What you will do:
Where the records below show a line containing "Return the outline of every instance of the **man holding", start copying; end with the line containing "query (the phrase naming what to segment): **man's hand**", and copy it too.

BEGIN Exercise inputs

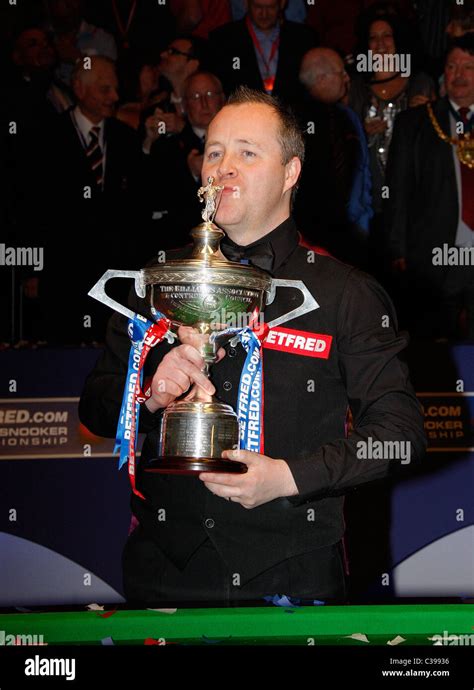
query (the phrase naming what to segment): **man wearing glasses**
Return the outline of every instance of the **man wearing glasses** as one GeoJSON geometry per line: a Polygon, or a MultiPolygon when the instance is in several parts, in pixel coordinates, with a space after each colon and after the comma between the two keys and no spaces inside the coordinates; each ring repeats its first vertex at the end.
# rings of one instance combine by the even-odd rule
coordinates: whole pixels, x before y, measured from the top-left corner
{"type": "Polygon", "coordinates": [[[199,64],[198,41],[193,38],[176,38],[161,53],[158,67],[161,77],[166,80],[167,95],[145,121],[144,153],[150,153],[153,143],[163,134],[179,134],[183,131],[186,124],[184,84],[199,69],[199,64]]]}
{"type": "MultiPolygon", "coordinates": [[[[170,113],[159,113],[146,121],[150,145],[150,200],[156,205],[162,199],[165,217],[160,219],[162,244],[175,247],[189,241],[189,231],[200,222],[201,205],[197,189],[207,126],[222,108],[225,96],[219,79],[210,72],[196,72],[187,78],[183,88],[186,119],[179,132],[162,136],[160,122],[170,113]],[[183,204],[183,199],[186,203],[183,204]]],[[[160,207],[161,208],[161,207],[160,207]]],[[[156,223],[155,225],[158,225],[156,223]]],[[[165,248],[166,248],[165,247],[165,248]]]]}
{"type": "Polygon", "coordinates": [[[198,42],[191,38],[176,38],[161,53],[160,73],[171,86],[170,102],[183,113],[183,91],[186,79],[199,69],[198,42]]]}

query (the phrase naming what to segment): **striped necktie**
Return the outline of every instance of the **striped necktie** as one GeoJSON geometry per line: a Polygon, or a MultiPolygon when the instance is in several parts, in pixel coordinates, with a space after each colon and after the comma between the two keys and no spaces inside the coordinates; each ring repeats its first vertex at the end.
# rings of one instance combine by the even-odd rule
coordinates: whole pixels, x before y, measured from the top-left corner
{"type": "Polygon", "coordinates": [[[86,149],[86,155],[91,166],[96,184],[102,188],[104,181],[104,154],[99,143],[100,127],[92,127],[90,130],[90,141],[86,149]]]}

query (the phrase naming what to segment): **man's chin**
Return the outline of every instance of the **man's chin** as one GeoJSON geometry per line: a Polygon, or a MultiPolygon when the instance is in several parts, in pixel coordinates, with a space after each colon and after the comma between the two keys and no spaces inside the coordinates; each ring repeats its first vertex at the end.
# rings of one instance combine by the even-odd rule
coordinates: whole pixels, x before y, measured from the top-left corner
{"type": "Polygon", "coordinates": [[[236,214],[226,213],[225,211],[222,213],[219,213],[218,211],[214,218],[215,224],[223,230],[225,230],[228,227],[231,228],[233,225],[239,223],[239,221],[240,219],[236,216],[236,214]]]}
{"type": "Polygon", "coordinates": [[[467,89],[464,88],[457,88],[453,89],[452,94],[450,94],[450,97],[453,99],[453,101],[457,101],[460,98],[463,100],[469,96],[469,93],[467,89]]]}

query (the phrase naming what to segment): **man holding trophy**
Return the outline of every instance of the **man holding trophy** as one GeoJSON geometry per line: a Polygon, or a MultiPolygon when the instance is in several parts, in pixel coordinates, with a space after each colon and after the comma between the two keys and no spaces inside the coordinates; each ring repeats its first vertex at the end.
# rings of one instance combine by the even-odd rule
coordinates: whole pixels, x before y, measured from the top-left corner
{"type": "Polygon", "coordinates": [[[105,436],[120,420],[129,439],[138,525],[123,570],[135,604],[344,600],[344,493],[423,455],[389,298],[301,244],[290,210],[303,159],[292,114],[240,88],[209,125],[194,247],[139,275],[109,271],[91,290],[121,314],[80,416],[105,436]],[[103,290],[117,276],[135,278],[129,309],[103,290]],[[223,305],[237,321],[251,314],[250,326],[224,316],[209,335],[223,305]],[[140,321],[145,336],[134,335],[140,321]],[[135,471],[138,414],[147,437],[135,471]],[[390,452],[364,453],[375,447],[390,452]]]}

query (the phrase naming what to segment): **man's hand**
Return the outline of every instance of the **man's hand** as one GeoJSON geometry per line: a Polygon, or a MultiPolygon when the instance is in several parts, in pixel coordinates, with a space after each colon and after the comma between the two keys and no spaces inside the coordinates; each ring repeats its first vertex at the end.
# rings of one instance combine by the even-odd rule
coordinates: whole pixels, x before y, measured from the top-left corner
{"type": "Polygon", "coordinates": [[[155,108],[153,115],[145,120],[145,143],[151,146],[162,134],[179,134],[185,124],[182,115],[165,113],[161,108],[155,108]]]}
{"type": "MultiPolygon", "coordinates": [[[[204,359],[198,347],[200,342],[208,336],[202,336],[194,328],[180,326],[178,338],[181,345],[174,347],[161,360],[151,382],[151,397],[145,402],[150,412],[167,407],[176,398],[186,393],[192,383],[201,386],[206,393],[213,395],[216,389],[202,372],[204,359]]],[[[225,355],[220,348],[218,361],[225,355]]]]}
{"type": "Polygon", "coordinates": [[[202,153],[199,153],[197,149],[192,149],[188,153],[187,157],[187,163],[188,163],[188,168],[189,172],[194,178],[198,178],[199,180],[201,179],[201,170],[202,170],[202,161],[203,161],[203,155],[202,153]]]}
{"type": "Polygon", "coordinates": [[[364,120],[364,127],[367,135],[372,137],[374,134],[385,132],[388,125],[381,117],[368,117],[364,120]]]}
{"type": "Polygon", "coordinates": [[[245,474],[202,472],[199,479],[216,496],[256,508],[284,496],[296,496],[298,488],[288,464],[249,450],[225,450],[222,457],[247,465],[245,474]]]}

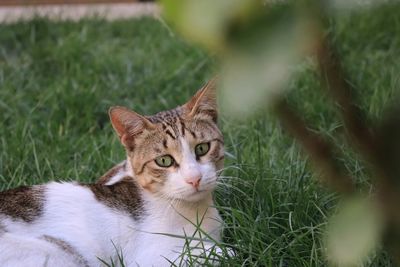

END Exercise inputs

The answer:
Return the outline of every instance of the **man holding trophy** as one GeoJSON geometry per line: a Polygon, or a MultiPolygon when the instance is in several parts, in pixel coordinates, with a space after each colon and after the comma between the two keys and no spaces inside the coordinates; each ring repeats its first vertex at the end.
# rings of one instance combine by the even-odd rule
coordinates: whole pixels, x before y, measured from the top-left corner
{"type": "Polygon", "coordinates": [[[105,436],[120,420],[129,439],[138,525],[123,570],[135,604],[344,600],[344,493],[423,455],[389,298],[301,244],[290,210],[303,159],[292,114],[240,88],[209,125],[194,247],[139,275],[109,271],[91,290],[121,314],[80,416],[105,436]],[[103,290],[117,276],[135,278],[129,309],[103,290]],[[223,305],[237,321],[251,314],[250,326],[224,316],[209,335],[223,305]],[[140,321],[145,336],[134,335],[140,321]],[[135,471],[138,414],[147,437],[135,471]],[[390,452],[364,453],[375,447],[390,452]]]}

query (the phrase naming what to segment): **man's hand**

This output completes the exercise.